** Passage to read follows **

Study: Job Site Injury Leads to Lower Lifetime EarningsMarch 5, 2015
A study by the U.S. Occupational Safety and Health Administration found that workers who suffer from a job site injury will see an average decrease of 15 percent in their earnings over the ten years following the injury. The OSHA report also showed that workers will pay an average of 50 percent of the medical costs associated with their job site injury. The report not only points out the costs to the worker from job site injuries, but also highlights the overall economic impacts of workplace accidents.
Job Site Injury Worsens Economic Disparity
For workers in dangerous, low-paying jobs, a job site injury can become a financial catastrophe. Dr. David Michaels, assistant secretary of Labor for Occupational Safety and Health, remarked in the report about how a job site injury can “add to the pressing issue of income inequality.” In the report his department compiled, he stated that a job site injury can force working-class families “out of the middle class and into poverty.” He also stated that such injuries can prevent lower-wage workers from escaping the cycle of poverty.
Job Site Injury Numbers Show Under-Reporting
The OSHA report cites numerous other studies which show that employers under-report the number of job site injury incidents. The study used data compiled from the Bureau of Labor Statistic, which comes from legally mandated injury logs from employers. While the BLS data shows an annual average of nearly 3 million serious job site injury incidents, the OSHA report says that the BLS average “is undoubtedly only a fraction of the true number” of injuries workers endure each year.

** End of Passage to read **

**Your task**
Continue the article on the OSHA job site injury study from the end of its last paragraph.

** Given records follows **

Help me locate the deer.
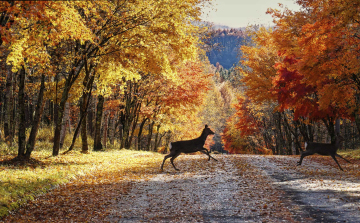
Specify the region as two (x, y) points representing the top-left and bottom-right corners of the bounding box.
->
(297, 135), (351, 171)
(161, 125), (218, 171)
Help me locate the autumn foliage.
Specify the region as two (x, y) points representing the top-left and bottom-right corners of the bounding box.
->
(224, 0), (360, 154)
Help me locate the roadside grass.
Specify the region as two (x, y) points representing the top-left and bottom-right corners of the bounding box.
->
(0, 130), (163, 219)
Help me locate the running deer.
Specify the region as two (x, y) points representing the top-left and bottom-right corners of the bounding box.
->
(161, 125), (218, 170)
(298, 136), (351, 171)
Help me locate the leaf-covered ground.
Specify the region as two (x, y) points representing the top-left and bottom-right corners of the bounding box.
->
(3, 153), (360, 222)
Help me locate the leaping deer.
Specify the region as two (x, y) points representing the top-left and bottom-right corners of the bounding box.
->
(161, 125), (218, 170)
(298, 136), (351, 171)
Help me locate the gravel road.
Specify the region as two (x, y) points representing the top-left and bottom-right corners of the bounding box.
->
(104, 155), (360, 222)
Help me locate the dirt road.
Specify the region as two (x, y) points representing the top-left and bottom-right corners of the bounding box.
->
(106, 155), (360, 222)
(4, 155), (360, 223)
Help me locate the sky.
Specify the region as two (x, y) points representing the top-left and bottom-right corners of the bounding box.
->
(202, 0), (300, 28)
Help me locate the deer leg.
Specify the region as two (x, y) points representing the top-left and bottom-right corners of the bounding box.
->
(200, 148), (218, 161)
(161, 151), (176, 170)
(331, 155), (344, 171)
(298, 151), (314, 166)
(335, 153), (351, 163)
(170, 152), (181, 171)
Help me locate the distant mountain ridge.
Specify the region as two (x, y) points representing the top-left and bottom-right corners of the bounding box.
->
(206, 28), (246, 69)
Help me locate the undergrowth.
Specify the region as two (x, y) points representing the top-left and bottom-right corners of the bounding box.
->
(0, 128), (162, 219)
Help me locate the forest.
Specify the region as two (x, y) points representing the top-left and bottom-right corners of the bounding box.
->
(0, 0), (360, 218)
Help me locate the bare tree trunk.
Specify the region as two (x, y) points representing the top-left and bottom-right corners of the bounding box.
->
(102, 111), (109, 148)
(93, 95), (105, 151)
(138, 118), (149, 150)
(109, 114), (116, 146)
(18, 67), (26, 158)
(52, 78), (71, 156)
(80, 94), (89, 153)
(154, 124), (161, 152)
(147, 121), (155, 151)
(60, 102), (70, 148)
(4, 68), (14, 146)
(25, 75), (45, 159)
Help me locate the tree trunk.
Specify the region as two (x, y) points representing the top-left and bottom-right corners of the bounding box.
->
(93, 95), (105, 151)
(80, 93), (89, 153)
(25, 75), (45, 159)
(147, 121), (155, 151)
(138, 118), (148, 150)
(52, 78), (71, 156)
(4, 68), (14, 147)
(109, 114), (116, 146)
(18, 67), (26, 158)
(154, 125), (161, 152)
(102, 111), (109, 148)
(60, 102), (70, 148)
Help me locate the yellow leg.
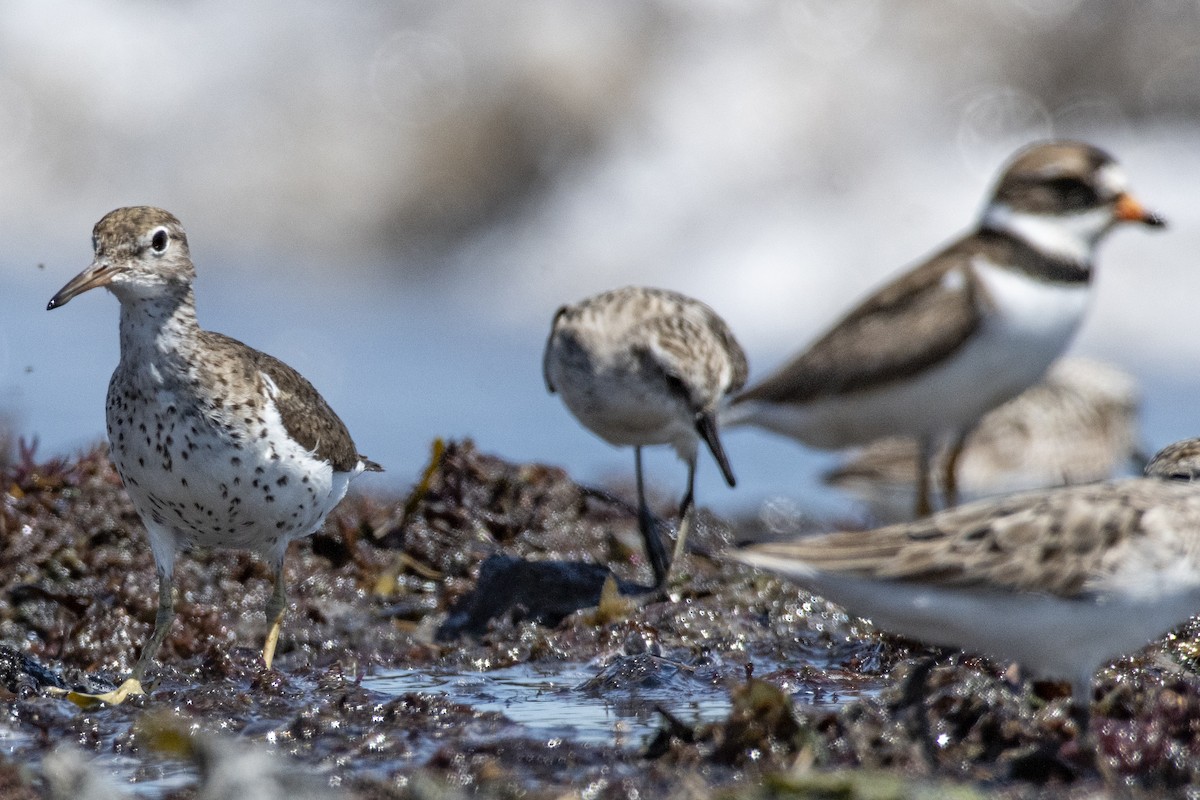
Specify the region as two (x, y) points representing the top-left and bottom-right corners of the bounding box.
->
(263, 559), (287, 669)
(50, 570), (175, 709)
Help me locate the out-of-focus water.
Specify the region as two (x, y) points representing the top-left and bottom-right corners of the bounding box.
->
(0, 0), (1200, 516)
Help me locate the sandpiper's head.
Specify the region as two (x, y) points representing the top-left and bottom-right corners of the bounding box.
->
(1146, 439), (1200, 482)
(47, 205), (196, 309)
(983, 142), (1166, 261)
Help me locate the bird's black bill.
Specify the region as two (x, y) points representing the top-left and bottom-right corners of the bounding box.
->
(696, 411), (738, 486)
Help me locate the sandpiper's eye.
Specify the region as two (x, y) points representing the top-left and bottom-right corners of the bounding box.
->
(150, 228), (170, 253)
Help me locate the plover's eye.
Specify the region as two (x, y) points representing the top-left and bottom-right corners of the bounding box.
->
(1050, 178), (1100, 210)
(150, 228), (170, 253)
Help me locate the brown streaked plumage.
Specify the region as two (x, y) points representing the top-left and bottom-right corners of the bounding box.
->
(731, 440), (1200, 729)
(47, 206), (380, 702)
(542, 287), (748, 587)
(721, 143), (1163, 515)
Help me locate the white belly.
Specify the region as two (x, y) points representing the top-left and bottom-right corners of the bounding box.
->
(108, 381), (352, 558)
(730, 265), (1090, 449)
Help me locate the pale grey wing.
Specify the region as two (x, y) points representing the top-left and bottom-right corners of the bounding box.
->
(734, 240), (986, 403)
(745, 479), (1180, 597)
(203, 331), (364, 473)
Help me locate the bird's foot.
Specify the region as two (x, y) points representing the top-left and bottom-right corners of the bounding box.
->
(48, 678), (146, 710)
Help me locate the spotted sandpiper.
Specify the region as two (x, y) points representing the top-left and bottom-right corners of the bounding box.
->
(542, 287), (746, 588)
(47, 206), (382, 703)
(721, 142), (1164, 516)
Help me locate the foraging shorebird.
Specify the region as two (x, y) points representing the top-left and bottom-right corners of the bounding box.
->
(542, 287), (746, 587)
(721, 142), (1164, 516)
(730, 439), (1200, 734)
(47, 206), (380, 703)
(823, 356), (1146, 523)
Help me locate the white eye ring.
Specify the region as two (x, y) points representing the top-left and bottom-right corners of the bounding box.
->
(150, 227), (170, 253)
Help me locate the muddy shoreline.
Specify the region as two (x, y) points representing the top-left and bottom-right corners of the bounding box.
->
(0, 443), (1200, 799)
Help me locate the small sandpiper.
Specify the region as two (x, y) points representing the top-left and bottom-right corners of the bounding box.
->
(542, 287), (746, 587)
(730, 439), (1200, 724)
(47, 206), (380, 703)
(721, 142), (1164, 516)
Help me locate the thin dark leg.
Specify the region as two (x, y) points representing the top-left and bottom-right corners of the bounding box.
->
(634, 447), (671, 587)
(942, 428), (971, 509)
(668, 457), (696, 571)
(913, 437), (934, 519)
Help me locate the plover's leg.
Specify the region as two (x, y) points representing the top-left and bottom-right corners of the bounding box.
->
(942, 428), (973, 509)
(634, 446), (671, 587)
(913, 437), (934, 519)
(1070, 669), (1094, 742)
(263, 555), (288, 669)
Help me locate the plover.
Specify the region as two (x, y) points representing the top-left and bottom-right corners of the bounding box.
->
(721, 142), (1164, 515)
(730, 439), (1200, 714)
(823, 356), (1146, 523)
(542, 287), (746, 587)
(47, 206), (380, 702)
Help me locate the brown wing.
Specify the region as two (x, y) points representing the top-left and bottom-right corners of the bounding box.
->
(204, 331), (364, 473)
(748, 479), (1200, 597)
(734, 237), (986, 403)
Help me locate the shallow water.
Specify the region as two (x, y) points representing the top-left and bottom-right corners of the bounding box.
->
(362, 656), (877, 747)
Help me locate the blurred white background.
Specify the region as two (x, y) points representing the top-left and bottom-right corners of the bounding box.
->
(0, 0), (1200, 520)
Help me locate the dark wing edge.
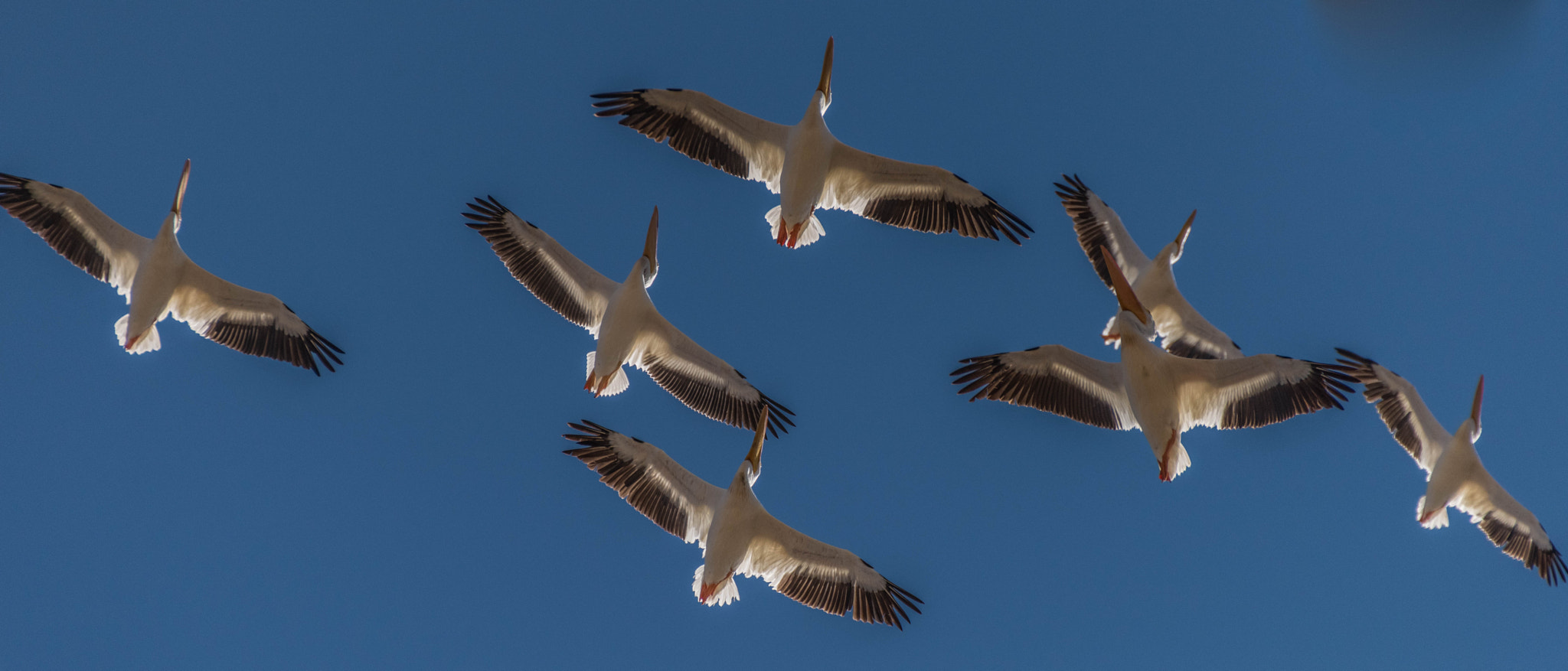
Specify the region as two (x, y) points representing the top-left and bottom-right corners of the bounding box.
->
(462, 196), (597, 327)
(1475, 513), (1568, 585)
(947, 348), (1122, 429)
(643, 353), (795, 438)
(773, 560), (925, 632)
(202, 305), (344, 378)
(1218, 354), (1357, 428)
(0, 172), (111, 282)
(859, 184), (1035, 245)
(561, 420), (690, 541)
(1334, 347), (1420, 464)
(591, 88), (751, 179)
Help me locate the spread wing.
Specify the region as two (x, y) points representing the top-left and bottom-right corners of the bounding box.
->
(736, 511), (925, 629)
(952, 345), (1138, 429)
(630, 312), (795, 436)
(593, 88), (789, 193)
(0, 172), (152, 301)
(169, 260), (344, 375)
(462, 197), (621, 337)
(1170, 354), (1354, 431)
(818, 141), (1035, 245)
(561, 420), (724, 547)
(1336, 348), (1453, 478)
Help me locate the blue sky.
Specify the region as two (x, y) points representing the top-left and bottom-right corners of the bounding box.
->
(0, 0), (1568, 669)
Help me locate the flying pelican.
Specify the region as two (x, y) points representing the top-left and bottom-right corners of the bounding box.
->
(462, 197), (795, 436)
(593, 37), (1035, 249)
(1055, 174), (1242, 359)
(1339, 350), (1568, 585)
(0, 160), (344, 376)
(952, 249), (1351, 481)
(563, 408), (925, 629)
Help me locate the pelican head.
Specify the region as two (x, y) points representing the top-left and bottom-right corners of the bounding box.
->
(740, 405), (769, 486)
(1171, 210), (1198, 263)
(643, 205), (658, 288)
(817, 37), (832, 115)
(163, 158), (191, 233)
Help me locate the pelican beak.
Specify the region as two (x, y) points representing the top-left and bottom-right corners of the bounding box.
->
(643, 205), (658, 265)
(817, 37), (832, 97)
(1176, 210), (1198, 257)
(1471, 375), (1487, 429)
(746, 406), (769, 474)
(169, 158), (191, 215)
(1099, 245), (1149, 323)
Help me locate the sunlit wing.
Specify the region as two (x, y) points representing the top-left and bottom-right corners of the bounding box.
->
(169, 260), (344, 375)
(736, 511), (923, 629)
(1137, 278), (1243, 359)
(1452, 480), (1568, 585)
(630, 312), (795, 436)
(1168, 354), (1354, 431)
(462, 197), (621, 336)
(0, 172), (152, 301)
(952, 345), (1138, 429)
(1336, 348), (1455, 473)
(561, 420), (724, 547)
(820, 141), (1035, 245)
(1055, 175), (1149, 285)
(593, 88), (789, 193)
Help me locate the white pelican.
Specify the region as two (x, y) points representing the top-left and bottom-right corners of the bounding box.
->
(462, 197), (795, 436)
(0, 160), (344, 375)
(1339, 350), (1568, 585)
(563, 408), (925, 629)
(593, 37), (1035, 249)
(1055, 174), (1242, 359)
(952, 251), (1351, 481)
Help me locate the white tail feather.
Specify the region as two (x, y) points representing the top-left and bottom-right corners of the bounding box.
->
(1416, 497), (1449, 529)
(115, 315), (163, 354)
(691, 566), (740, 605)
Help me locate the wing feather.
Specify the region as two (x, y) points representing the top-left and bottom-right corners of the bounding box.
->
(561, 420), (724, 547)
(818, 141), (1035, 245)
(950, 345), (1138, 429)
(462, 197), (621, 336)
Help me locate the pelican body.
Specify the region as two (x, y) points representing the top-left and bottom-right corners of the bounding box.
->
(462, 197), (793, 431)
(593, 37), (1034, 249)
(561, 408), (923, 629)
(0, 160), (344, 375)
(952, 249), (1350, 481)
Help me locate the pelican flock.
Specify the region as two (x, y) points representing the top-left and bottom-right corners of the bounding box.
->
(0, 32), (1568, 646)
(593, 37), (1035, 249)
(0, 160), (344, 375)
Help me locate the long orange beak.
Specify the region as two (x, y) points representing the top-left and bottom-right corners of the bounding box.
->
(817, 37), (832, 96)
(643, 205), (658, 265)
(1099, 245), (1149, 323)
(169, 158), (191, 215)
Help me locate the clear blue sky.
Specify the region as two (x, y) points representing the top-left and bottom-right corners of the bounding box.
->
(0, 2), (1568, 669)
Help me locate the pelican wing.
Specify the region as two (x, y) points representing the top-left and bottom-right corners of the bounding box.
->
(1137, 278), (1242, 359)
(561, 420), (724, 547)
(1450, 476), (1568, 585)
(0, 172), (152, 295)
(630, 312), (795, 436)
(952, 345), (1138, 429)
(1055, 175), (1149, 285)
(1168, 354), (1354, 431)
(169, 260), (344, 375)
(736, 511), (925, 629)
(593, 88), (789, 193)
(462, 197), (621, 337)
(818, 139), (1035, 245)
(1336, 348), (1455, 473)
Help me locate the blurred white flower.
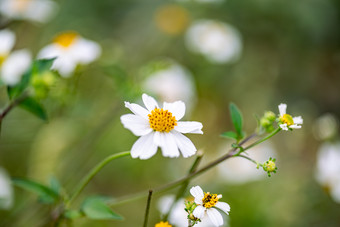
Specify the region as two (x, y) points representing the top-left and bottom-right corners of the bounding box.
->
(217, 141), (277, 184)
(0, 167), (13, 210)
(38, 32), (101, 77)
(120, 94), (203, 159)
(143, 62), (196, 105)
(158, 195), (228, 227)
(190, 186), (230, 226)
(315, 142), (340, 203)
(279, 103), (303, 131)
(0, 0), (58, 23)
(0, 29), (31, 86)
(186, 20), (242, 63)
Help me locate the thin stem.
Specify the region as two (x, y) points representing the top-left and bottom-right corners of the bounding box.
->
(66, 151), (130, 207)
(143, 189), (152, 227)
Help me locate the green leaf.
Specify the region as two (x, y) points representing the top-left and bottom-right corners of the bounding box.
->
(221, 131), (238, 140)
(19, 97), (47, 121)
(12, 178), (59, 204)
(229, 103), (243, 139)
(81, 197), (123, 220)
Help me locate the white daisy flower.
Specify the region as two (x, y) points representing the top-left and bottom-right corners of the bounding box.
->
(315, 142), (340, 203)
(186, 20), (242, 64)
(190, 186), (230, 226)
(279, 103), (303, 131)
(0, 0), (58, 23)
(38, 32), (101, 77)
(120, 94), (203, 159)
(0, 29), (31, 86)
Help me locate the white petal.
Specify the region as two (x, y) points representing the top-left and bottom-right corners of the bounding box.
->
(192, 206), (206, 219)
(293, 116), (303, 125)
(0, 29), (15, 55)
(125, 102), (149, 120)
(174, 121), (203, 134)
(163, 101), (185, 121)
(142, 94), (158, 112)
(160, 132), (179, 158)
(170, 130), (197, 158)
(1, 50), (31, 86)
(215, 202), (230, 214)
(131, 133), (157, 159)
(207, 208), (223, 226)
(120, 114), (152, 136)
(279, 103), (287, 116)
(190, 185), (204, 204)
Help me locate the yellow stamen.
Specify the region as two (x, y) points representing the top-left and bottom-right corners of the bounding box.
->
(53, 32), (79, 48)
(148, 108), (177, 132)
(280, 114), (294, 126)
(155, 221), (172, 227)
(202, 192), (221, 208)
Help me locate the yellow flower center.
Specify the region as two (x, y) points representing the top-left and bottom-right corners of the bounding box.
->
(155, 221), (172, 227)
(202, 192), (221, 208)
(280, 114), (294, 126)
(54, 32), (79, 48)
(148, 108), (177, 132)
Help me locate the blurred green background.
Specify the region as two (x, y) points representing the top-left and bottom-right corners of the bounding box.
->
(0, 0), (340, 227)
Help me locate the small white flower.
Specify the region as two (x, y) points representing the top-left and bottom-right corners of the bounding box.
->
(120, 94), (203, 159)
(186, 20), (242, 63)
(279, 103), (303, 131)
(190, 186), (230, 226)
(0, 0), (58, 23)
(0, 29), (31, 86)
(38, 32), (101, 77)
(315, 142), (340, 203)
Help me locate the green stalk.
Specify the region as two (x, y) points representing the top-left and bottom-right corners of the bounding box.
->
(66, 151), (130, 207)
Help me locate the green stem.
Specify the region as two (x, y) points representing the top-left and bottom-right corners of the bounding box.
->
(66, 151), (130, 207)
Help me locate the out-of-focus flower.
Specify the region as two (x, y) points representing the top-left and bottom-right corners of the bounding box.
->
(155, 4), (189, 35)
(0, 29), (31, 86)
(279, 103), (303, 131)
(313, 113), (339, 140)
(142, 61), (196, 107)
(0, 167), (13, 209)
(158, 195), (227, 227)
(315, 142), (340, 203)
(120, 94), (203, 159)
(0, 0), (58, 23)
(186, 20), (242, 63)
(190, 186), (230, 226)
(155, 221), (172, 227)
(217, 141), (277, 184)
(38, 32), (101, 77)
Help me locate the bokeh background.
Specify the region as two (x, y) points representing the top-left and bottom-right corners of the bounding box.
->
(0, 0), (340, 227)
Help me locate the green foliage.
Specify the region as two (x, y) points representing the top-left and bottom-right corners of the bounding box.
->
(81, 197), (123, 220)
(12, 178), (59, 204)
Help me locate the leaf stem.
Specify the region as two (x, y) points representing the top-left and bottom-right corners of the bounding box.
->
(66, 151), (130, 207)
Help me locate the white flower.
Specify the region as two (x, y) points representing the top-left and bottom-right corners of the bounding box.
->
(315, 142), (340, 203)
(120, 94), (203, 159)
(217, 141), (277, 184)
(143, 61), (196, 104)
(0, 29), (31, 86)
(158, 195), (229, 227)
(38, 32), (101, 77)
(279, 103), (303, 131)
(0, 0), (58, 23)
(190, 186), (230, 226)
(186, 20), (242, 63)
(0, 167), (13, 209)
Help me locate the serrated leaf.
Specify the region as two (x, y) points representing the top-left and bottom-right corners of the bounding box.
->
(221, 131), (238, 140)
(19, 97), (47, 121)
(12, 178), (59, 203)
(81, 197), (123, 220)
(229, 103), (243, 139)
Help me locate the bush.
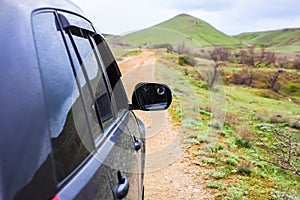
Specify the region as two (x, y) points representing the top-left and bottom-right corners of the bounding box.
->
(237, 161), (252, 176)
(235, 137), (252, 149)
(178, 55), (197, 66)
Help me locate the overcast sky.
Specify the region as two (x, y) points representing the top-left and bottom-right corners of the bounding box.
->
(72, 0), (300, 35)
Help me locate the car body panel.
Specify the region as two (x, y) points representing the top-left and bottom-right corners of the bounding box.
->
(0, 0), (144, 199)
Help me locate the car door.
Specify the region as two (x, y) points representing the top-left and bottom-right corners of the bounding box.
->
(54, 12), (140, 199)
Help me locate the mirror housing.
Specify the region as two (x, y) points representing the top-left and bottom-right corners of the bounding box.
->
(130, 83), (172, 111)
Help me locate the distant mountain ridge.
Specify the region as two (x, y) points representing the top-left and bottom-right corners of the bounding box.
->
(118, 14), (240, 46)
(110, 14), (300, 52)
(234, 28), (300, 51)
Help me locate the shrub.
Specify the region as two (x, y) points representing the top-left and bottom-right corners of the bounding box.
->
(178, 55), (197, 66)
(206, 181), (227, 190)
(237, 161), (252, 176)
(235, 137), (252, 149)
(210, 171), (226, 180)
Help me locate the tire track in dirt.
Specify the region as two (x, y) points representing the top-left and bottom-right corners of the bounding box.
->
(119, 50), (212, 200)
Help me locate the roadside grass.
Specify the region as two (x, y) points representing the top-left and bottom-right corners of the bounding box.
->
(156, 49), (300, 199)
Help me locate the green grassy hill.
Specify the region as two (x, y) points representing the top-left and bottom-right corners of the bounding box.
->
(235, 28), (300, 53)
(113, 14), (240, 47)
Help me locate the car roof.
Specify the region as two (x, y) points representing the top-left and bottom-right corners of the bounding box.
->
(0, 0), (88, 199)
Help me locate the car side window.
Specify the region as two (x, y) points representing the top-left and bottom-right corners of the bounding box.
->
(32, 12), (94, 182)
(93, 34), (129, 115)
(65, 27), (113, 139)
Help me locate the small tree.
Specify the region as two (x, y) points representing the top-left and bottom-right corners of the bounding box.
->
(268, 70), (284, 93)
(294, 55), (300, 70)
(176, 42), (191, 54)
(258, 129), (300, 176)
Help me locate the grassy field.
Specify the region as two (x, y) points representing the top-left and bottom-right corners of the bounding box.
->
(235, 28), (300, 53)
(156, 50), (300, 199)
(112, 14), (240, 47)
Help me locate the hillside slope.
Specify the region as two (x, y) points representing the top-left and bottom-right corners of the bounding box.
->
(118, 14), (240, 47)
(235, 28), (300, 52)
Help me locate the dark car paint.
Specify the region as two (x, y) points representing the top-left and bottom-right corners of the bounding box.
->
(0, 0), (145, 199)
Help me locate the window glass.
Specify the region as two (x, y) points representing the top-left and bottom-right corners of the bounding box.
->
(67, 30), (113, 137)
(33, 13), (94, 181)
(94, 35), (128, 114)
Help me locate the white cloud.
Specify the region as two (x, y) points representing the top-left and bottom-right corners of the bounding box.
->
(73, 0), (300, 35)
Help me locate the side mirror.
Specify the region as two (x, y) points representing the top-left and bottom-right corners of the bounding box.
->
(130, 83), (172, 111)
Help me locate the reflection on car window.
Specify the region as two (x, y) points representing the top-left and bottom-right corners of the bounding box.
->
(94, 35), (128, 114)
(66, 28), (113, 137)
(33, 13), (93, 181)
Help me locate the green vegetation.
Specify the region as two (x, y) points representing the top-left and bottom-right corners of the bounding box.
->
(235, 28), (300, 53)
(112, 14), (240, 47)
(112, 14), (300, 200)
(156, 50), (300, 199)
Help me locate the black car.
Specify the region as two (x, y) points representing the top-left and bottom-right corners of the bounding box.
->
(0, 0), (172, 200)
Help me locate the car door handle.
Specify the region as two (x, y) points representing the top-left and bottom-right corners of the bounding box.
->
(114, 171), (129, 199)
(133, 136), (142, 151)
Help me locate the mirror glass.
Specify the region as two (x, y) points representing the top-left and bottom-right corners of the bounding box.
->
(132, 83), (172, 110)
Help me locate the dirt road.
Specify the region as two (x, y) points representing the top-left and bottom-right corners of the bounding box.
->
(119, 51), (212, 200)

** End of Given records **

**Your response**
Economic Impact of Job Site Injury
The economic impact of so many job site injury issues can extend well beyond an individual worker or company. A report from the National Safety Council estimates that job site injury incidents costs the national economy nearly $200 billion in 2012. The NSC report compared the cost of workplace injuries to other diseases, such as diabetes ($245 billion) and dementia ($215 billion). These costs do not include injuries or illnesses that do not show symptoms until after the initial incident, such as illnesses stemming from exposure to toxic chemicals.
Emotional Toll of Job Site Injury
The OSHA job site injury study also reflects on the emotional toll taken on those workers who are unable to provide for their families. The study includes a story of a Virginia family, in which the husband suffered a job site injury that left him with a mangled right foot. After several surgeries, he was forced to wear a special boot to walk. The family spent their savings on his medical bills and lived in a shelter until they moved into a mold-ridden and flea-infested apartment. The wife wrote a letter to President Barack Obama stating that, “if the employer had done their job enforcing OSHA regulations, accidents like the one my husband was involved in would never happen.”